**TASK DETAILS**
Find every line below that contains the string "green", treating uppercase and lowercase as different, and copy each of those lines.

**Records from a dataset**
----
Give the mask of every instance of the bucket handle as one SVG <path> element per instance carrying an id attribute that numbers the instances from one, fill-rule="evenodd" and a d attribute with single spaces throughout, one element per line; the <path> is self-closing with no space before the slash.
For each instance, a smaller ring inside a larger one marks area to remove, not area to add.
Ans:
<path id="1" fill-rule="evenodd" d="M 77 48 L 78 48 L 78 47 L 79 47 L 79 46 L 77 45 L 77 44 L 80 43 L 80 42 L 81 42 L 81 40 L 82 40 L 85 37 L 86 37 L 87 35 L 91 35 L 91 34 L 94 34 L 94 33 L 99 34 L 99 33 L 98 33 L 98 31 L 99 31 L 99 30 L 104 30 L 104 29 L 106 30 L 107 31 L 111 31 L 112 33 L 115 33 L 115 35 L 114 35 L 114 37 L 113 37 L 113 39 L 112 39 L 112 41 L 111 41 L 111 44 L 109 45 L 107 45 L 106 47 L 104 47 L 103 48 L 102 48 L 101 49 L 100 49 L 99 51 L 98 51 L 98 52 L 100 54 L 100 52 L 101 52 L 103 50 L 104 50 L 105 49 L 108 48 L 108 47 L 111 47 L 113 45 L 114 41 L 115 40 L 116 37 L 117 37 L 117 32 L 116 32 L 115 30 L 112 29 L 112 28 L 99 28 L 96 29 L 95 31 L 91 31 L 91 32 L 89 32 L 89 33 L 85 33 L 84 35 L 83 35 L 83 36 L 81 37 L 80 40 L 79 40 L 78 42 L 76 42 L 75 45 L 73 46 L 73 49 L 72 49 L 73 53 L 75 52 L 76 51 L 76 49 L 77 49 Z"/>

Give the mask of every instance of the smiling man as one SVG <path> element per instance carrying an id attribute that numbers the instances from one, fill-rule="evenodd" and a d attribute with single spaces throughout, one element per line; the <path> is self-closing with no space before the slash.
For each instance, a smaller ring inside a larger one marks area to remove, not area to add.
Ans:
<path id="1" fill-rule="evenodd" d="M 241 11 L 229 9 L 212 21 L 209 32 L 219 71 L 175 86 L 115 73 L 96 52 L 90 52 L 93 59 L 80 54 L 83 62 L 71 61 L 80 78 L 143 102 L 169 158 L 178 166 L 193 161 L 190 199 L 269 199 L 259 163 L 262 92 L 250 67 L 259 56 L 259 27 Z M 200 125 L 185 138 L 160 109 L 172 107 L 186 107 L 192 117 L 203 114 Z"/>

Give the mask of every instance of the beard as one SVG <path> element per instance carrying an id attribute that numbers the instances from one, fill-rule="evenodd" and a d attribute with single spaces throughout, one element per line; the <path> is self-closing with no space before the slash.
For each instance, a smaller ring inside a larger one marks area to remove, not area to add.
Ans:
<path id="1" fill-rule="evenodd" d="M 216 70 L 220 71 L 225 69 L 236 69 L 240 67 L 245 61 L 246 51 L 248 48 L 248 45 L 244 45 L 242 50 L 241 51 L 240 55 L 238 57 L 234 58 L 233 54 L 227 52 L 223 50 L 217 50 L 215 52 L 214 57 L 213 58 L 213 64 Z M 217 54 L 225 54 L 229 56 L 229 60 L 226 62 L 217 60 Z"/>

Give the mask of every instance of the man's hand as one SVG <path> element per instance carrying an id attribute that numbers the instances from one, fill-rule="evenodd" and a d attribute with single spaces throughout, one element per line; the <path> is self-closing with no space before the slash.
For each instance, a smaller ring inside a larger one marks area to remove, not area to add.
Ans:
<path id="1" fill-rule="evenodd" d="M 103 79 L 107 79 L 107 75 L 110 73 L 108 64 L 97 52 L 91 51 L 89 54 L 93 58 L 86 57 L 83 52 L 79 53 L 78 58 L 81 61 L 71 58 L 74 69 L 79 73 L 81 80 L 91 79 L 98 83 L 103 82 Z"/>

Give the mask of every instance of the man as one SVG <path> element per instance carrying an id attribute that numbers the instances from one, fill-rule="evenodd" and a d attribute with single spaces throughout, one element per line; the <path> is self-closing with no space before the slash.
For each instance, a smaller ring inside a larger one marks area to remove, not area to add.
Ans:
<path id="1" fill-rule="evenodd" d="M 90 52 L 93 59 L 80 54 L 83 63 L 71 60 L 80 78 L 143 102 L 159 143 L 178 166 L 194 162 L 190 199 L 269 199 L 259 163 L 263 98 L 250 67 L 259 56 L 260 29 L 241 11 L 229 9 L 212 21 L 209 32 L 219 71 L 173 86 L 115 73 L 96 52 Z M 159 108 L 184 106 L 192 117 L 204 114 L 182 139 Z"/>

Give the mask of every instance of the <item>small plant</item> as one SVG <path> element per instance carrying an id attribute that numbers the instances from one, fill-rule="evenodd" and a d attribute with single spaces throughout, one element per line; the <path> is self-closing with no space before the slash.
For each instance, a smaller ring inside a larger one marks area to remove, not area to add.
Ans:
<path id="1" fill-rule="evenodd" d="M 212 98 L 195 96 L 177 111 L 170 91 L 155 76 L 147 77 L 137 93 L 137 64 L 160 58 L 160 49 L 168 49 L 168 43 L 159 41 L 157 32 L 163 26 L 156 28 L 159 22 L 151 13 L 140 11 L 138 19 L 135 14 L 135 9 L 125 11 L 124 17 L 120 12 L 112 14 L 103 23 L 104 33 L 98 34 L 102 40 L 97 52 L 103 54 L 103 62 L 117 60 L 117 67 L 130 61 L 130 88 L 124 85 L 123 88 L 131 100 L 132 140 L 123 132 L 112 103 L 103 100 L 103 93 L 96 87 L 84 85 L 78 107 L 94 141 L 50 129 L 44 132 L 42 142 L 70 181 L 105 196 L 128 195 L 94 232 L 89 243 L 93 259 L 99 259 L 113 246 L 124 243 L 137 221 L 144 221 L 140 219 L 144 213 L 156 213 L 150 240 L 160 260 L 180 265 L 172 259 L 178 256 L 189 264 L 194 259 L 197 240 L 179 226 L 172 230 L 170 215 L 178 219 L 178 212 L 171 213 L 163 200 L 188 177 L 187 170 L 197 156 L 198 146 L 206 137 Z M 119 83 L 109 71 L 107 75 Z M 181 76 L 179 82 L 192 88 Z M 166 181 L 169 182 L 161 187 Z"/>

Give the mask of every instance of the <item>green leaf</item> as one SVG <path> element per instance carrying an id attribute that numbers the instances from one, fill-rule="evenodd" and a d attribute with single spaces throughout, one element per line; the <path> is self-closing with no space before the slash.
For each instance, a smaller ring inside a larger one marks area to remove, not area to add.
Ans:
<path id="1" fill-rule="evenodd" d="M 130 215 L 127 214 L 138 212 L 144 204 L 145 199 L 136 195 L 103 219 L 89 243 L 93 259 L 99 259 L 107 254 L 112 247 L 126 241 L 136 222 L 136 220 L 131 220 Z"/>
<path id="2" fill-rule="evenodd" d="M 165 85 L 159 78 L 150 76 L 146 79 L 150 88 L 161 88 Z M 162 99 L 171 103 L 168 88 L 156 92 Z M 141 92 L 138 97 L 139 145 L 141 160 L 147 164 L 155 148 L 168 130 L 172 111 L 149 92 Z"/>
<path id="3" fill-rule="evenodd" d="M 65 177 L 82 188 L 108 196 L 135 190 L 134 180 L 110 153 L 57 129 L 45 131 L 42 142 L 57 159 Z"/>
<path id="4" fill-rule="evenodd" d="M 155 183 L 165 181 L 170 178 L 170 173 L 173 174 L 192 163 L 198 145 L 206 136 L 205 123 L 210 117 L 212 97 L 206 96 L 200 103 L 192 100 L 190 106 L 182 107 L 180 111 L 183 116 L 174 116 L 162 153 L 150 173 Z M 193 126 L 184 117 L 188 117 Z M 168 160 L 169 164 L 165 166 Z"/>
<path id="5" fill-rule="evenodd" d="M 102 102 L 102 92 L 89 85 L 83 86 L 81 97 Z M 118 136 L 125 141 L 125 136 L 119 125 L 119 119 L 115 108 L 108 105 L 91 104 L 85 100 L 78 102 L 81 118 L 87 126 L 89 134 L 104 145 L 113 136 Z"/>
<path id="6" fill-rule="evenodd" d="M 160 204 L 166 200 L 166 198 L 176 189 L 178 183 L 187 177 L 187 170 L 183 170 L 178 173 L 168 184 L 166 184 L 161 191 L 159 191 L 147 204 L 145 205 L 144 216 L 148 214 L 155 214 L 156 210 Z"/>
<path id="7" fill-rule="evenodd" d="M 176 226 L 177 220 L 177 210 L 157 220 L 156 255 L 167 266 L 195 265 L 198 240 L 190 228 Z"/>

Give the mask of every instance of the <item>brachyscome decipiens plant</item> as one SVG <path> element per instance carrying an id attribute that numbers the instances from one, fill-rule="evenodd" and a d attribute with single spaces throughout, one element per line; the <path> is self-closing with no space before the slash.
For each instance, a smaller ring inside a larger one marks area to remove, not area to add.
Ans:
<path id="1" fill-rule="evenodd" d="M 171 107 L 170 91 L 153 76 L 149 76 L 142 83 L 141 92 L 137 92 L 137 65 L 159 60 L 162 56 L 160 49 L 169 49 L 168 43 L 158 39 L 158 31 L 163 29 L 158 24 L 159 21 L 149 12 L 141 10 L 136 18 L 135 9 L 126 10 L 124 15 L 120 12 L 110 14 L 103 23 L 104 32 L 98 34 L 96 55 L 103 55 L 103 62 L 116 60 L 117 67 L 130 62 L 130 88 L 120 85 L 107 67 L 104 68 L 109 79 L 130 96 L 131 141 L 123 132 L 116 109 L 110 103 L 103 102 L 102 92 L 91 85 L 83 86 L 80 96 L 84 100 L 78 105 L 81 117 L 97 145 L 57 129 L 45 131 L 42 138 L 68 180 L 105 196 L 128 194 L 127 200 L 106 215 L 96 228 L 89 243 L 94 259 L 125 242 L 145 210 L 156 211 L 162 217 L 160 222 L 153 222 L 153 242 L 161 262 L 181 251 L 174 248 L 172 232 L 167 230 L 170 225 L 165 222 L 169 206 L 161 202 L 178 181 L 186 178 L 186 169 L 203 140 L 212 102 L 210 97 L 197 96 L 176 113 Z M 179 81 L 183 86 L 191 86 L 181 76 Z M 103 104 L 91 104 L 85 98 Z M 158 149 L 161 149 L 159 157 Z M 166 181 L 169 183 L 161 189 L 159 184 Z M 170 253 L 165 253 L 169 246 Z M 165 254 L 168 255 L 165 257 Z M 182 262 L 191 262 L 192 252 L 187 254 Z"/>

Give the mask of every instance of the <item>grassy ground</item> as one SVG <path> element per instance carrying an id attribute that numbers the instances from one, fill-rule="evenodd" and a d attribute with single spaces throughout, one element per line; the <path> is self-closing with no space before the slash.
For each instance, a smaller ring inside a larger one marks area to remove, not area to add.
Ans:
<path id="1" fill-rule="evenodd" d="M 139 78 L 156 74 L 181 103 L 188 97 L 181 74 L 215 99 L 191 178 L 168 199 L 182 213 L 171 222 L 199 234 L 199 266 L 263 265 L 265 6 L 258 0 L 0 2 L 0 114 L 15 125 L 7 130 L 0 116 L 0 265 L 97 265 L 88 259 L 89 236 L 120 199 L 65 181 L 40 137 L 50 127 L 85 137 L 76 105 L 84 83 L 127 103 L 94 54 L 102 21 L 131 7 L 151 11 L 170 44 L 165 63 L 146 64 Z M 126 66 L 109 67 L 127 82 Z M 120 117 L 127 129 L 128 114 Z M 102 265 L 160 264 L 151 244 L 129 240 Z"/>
----
**RESPONSE TO THIS EXERCISE**
Give the mask of every instance of the <item>green leaf</item> as one SVG <path> element per instance carrying an id attribute that numbers the instances from one, fill-rule="evenodd" and a d attribute with single spaces throughout, one element per line; the <path> is self-closing with no space before the slash.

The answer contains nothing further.